WHAT IS REQUIRED
Reproduce exactly the lines from the line containing "like [(219, 315)]" through the end of the records below, including both ends, and nothing else.

....

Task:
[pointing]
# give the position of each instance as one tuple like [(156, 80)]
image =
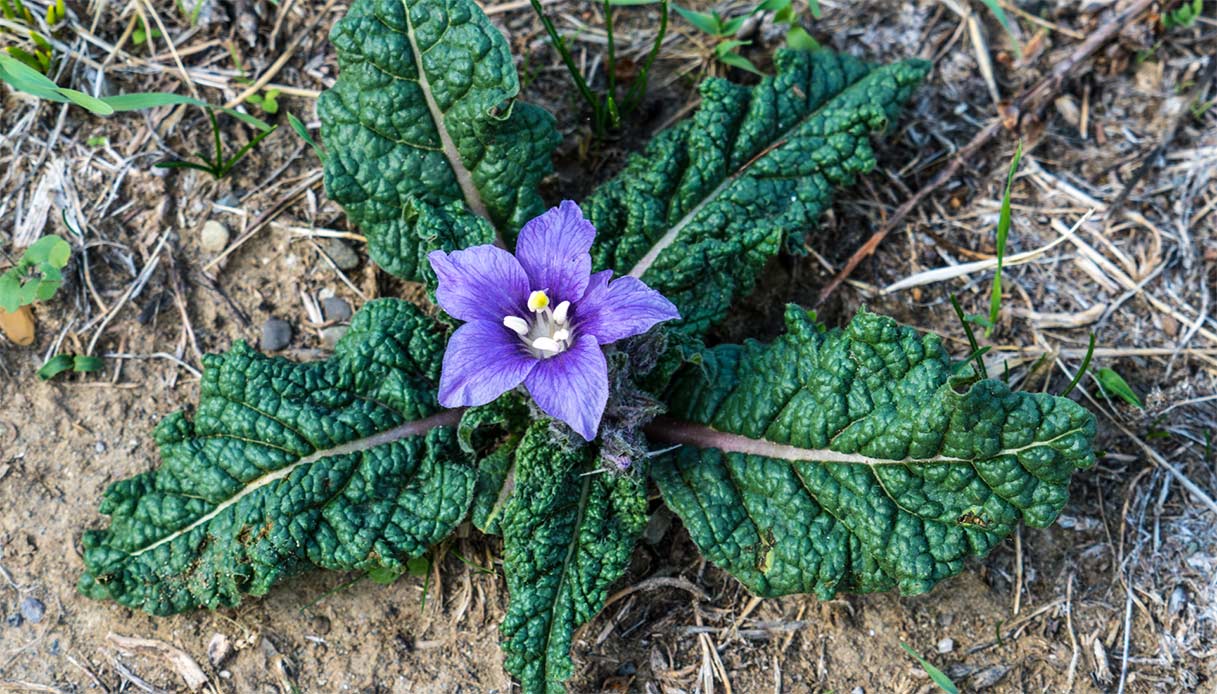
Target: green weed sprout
[(37, 276), (723, 31), (40, 56), (609, 110)]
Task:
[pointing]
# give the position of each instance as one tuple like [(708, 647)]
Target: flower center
[(549, 331)]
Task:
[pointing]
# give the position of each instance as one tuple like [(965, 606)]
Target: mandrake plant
[(568, 365)]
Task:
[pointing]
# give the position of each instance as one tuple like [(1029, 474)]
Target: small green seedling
[(267, 101), (1184, 15), (37, 276), (219, 166), (302, 132), (936, 675), (1114, 384), (142, 33), (74, 363), (1003, 231), (784, 14)]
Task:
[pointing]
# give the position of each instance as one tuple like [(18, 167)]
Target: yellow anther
[(538, 301)]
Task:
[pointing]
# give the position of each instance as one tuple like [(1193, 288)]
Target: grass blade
[(1003, 231)]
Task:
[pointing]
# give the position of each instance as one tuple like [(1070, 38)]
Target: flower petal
[(621, 308), (483, 283), (483, 361), (573, 386), (553, 250)]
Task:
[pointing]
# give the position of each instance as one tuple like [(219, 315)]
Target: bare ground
[(1121, 593)]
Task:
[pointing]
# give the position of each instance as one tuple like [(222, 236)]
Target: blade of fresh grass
[(1003, 231), (936, 675)]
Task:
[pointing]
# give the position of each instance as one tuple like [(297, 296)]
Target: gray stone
[(341, 253), (33, 610), (331, 335), (214, 236), (276, 334), (335, 308)]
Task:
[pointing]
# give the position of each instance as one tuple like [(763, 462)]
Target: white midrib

....

SOLVED PROBLEM
# give the position of each instance as one tuple like [(219, 315)]
Target: bare ground
[(1121, 593)]
Task:
[pointing]
# give the position of each instance as one tuple like [(222, 236)]
Target: blade of fresh grass
[(1003, 231), (936, 675)]
Task:
[pointing]
# give the position of each instance as one tuple like [(297, 296)]
Target: gray stone
[(341, 253), (33, 610), (331, 335), (214, 236), (276, 334), (335, 308)]
Task:
[pointing]
# give the position of each instance as one tuple like [(763, 462)]
Target: white midrib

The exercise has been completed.